#### CONSIGNE DONNÉE A
Pouvez-vous renvoyer le passage de l'entretien qui commence à « Tenant le rôle-titre » et se termine à « passionné et passionnant. », sans y changer un mot ?

#### EXTRAIT PRÉSENTÉ
· · ·

Tenant le rôle-titre de Pippin et jouant Georges Washington dans Hamilton, Mallory Cheminet participe aussi à In the Heights et Le Jardin, Paris. Outre le chant ou la danse, il contribue aux traductions des spectacles présentés en septembre dernier. Nous vous proposons de découvrir toutes les subtilités de ce travail et rencontrer un artiste passionné et passionnant.
Musical Avenue (M.A) : Peux-tu nous parler de ton parcours et de ton attirance pour les comédies musicales?
Mallory Cheminet (M.C) : Je crois avoir toujours été passionné par l’univers de la comédie musicale. Déjà à 7 ans, je participais à des spectacles amateurs dans une école à côté de Melun. Arrivé en Terminale, j’étais très intéressé pour rejoindre le Cours Florent mais on m’incitait aussi à suivre un cursus plus classique. J’ai alors intégré une formation qui n’a pas grand chose à voir avec le milieu artistique en rejoignant une prépa hypokhâgne (filière littéraire et sciences sociales). Un peu plus tard, je rejoins la Sorbonne pour préparer une licence d’anglais. Une fois obtenue, j’étais face à un choix difficile : soit poursuivre une carrière littéraire, soit tenter de revenir aux arts du spectacle. J’ai senti que je devais oser ce choix à mes 20 ans, avant de me lancer dans tout autre chose. J’ai donc passé l’audition et j’ai intégré la section Comédie Musicale du Cours Florent en septembre 2019. Je ne regrette pas du tout ce choix.

· · ·

#### ENREGISTREMENTS
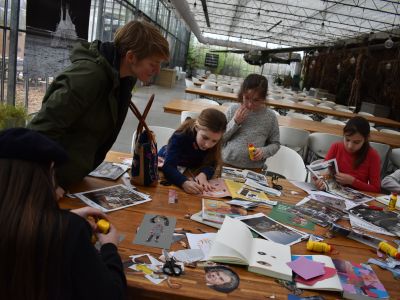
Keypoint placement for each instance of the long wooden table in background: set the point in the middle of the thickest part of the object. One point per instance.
(295, 106)
(178, 105)
(252, 286)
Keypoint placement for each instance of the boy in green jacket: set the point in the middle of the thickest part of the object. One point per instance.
(84, 108)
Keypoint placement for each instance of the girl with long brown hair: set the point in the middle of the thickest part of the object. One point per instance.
(358, 163)
(195, 144)
(46, 252)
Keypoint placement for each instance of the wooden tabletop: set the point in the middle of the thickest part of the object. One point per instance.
(331, 112)
(252, 286)
(176, 106)
(295, 106)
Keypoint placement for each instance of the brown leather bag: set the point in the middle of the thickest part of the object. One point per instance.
(144, 169)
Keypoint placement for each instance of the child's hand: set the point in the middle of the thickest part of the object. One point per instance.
(241, 114)
(202, 180)
(344, 179)
(110, 237)
(191, 187)
(258, 154)
(319, 183)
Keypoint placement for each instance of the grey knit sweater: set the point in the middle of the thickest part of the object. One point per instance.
(260, 129)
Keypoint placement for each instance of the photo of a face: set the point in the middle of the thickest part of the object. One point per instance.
(221, 279)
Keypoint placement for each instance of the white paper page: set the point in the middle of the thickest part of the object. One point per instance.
(308, 187)
(276, 255)
(235, 235)
(385, 200)
(202, 241)
(332, 283)
(364, 225)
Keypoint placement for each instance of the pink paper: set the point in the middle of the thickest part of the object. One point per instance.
(307, 268)
(329, 272)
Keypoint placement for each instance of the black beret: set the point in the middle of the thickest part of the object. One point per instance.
(26, 144)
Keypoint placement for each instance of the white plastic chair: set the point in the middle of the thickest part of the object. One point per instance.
(276, 97)
(390, 131)
(224, 88)
(294, 138)
(236, 89)
(311, 101)
(205, 101)
(395, 157)
(319, 143)
(383, 151)
(189, 114)
(307, 103)
(299, 116)
(288, 163)
(161, 133)
(329, 103)
(343, 110)
(333, 121)
(189, 83)
(323, 105)
(275, 112)
(209, 86)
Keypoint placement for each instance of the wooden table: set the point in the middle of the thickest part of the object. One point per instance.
(177, 106)
(295, 106)
(211, 93)
(252, 286)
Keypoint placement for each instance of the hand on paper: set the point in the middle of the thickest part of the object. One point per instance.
(94, 213)
(344, 179)
(258, 154)
(241, 114)
(202, 180)
(319, 183)
(192, 187)
(110, 237)
(59, 192)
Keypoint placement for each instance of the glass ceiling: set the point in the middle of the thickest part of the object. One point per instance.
(295, 23)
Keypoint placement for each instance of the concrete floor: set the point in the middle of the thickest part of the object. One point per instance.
(156, 115)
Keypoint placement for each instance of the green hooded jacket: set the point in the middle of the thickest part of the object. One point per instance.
(80, 111)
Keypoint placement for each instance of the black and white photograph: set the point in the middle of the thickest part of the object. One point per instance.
(156, 231)
(221, 278)
(108, 170)
(388, 220)
(318, 212)
(113, 198)
(272, 230)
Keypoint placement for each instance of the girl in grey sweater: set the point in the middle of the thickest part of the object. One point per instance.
(250, 122)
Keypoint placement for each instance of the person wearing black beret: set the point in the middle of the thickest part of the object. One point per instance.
(46, 252)
(85, 106)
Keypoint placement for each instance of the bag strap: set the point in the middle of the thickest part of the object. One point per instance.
(141, 118)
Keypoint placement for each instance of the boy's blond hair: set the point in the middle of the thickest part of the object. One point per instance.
(143, 39)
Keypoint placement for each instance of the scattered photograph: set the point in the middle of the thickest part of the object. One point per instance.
(388, 220)
(318, 212)
(108, 170)
(156, 231)
(217, 210)
(273, 230)
(113, 198)
(221, 278)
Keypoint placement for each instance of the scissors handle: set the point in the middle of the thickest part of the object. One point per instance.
(172, 269)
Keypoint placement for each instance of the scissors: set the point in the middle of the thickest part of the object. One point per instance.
(170, 267)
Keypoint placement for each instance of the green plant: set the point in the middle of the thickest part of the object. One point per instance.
(12, 116)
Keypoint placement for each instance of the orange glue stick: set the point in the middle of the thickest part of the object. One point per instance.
(252, 149)
(319, 247)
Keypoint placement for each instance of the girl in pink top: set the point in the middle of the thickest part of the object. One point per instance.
(358, 163)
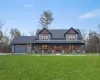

· · ·

#### CONSIGNE DONNÉE B
Pouvez-vous retaper à l'identique les lignes des enregistrements, en commençant par celle qui contient « Keypoint placement for each instance of the person » et en terminant à la fin des enregistrements ? Ne mettez pas les images dans votre réponse.

#### RÉPONSE COMPLÈTE A
Tenant le rôle-titre de Pippin et jouant Georges Washington dans Hamilton, Mallory Cheminet participe aussi à In the Heights et Le Jardin, Paris. Outre le chant ou la danse, il contribue aux traductions des spectacles présentés en septembre dernier. Nous vous proposons de découvrir toutes les subtilités de ce travail et rencontrer un artiste passionné et passionnant.

#### RÉPONSE COMPLÈTE B
Keypoint placement for each instance of the person wearing black beret: set the point in the middle of the thickest part of the object. One point per instance.
(46, 252)
(85, 106)
Keypoint placement for each instance of the bag strap: set the point in the middle of the thickest part of the object. One point per instance.
(141, 118)
Keypoint placement for each instance of the boy's blond hair: set the point in the middle of the thickest part of the object. One point per instance.
(143, 39)
Keypoint placement for each instance of the scattered photograph: set the point in the middle of the thickest part of the object. One point per instance.
(388, 220)
(318, 212)
(108, 170)
(156, 231)
(217, 210)
(273, 230)
(113, 198)
(221, 278)
Keypoint placement for each instance of the scissors handle: set the point in the middle of the thickest part of the object. One point per instance.
(172, 269)
Keypoint placement for each instance of the scissors: set the point in the middle of the thickest part of the object. One point per instance.
(170, 267)
Keypoint placement for each instance of the green plant: set the point in the middle of the thickest part of the object. One point per instance.
(12, 116)
Keypoint placement for each instance of the orange glue stick: set the point in the middle of the thickest part of the object. One point per instance.
(252, 149)
(319, 247)
Keypoint placement for each instance of the girl in pink top: set the point in the middle of the thickest part of the object. One point per instance.
(358, 163)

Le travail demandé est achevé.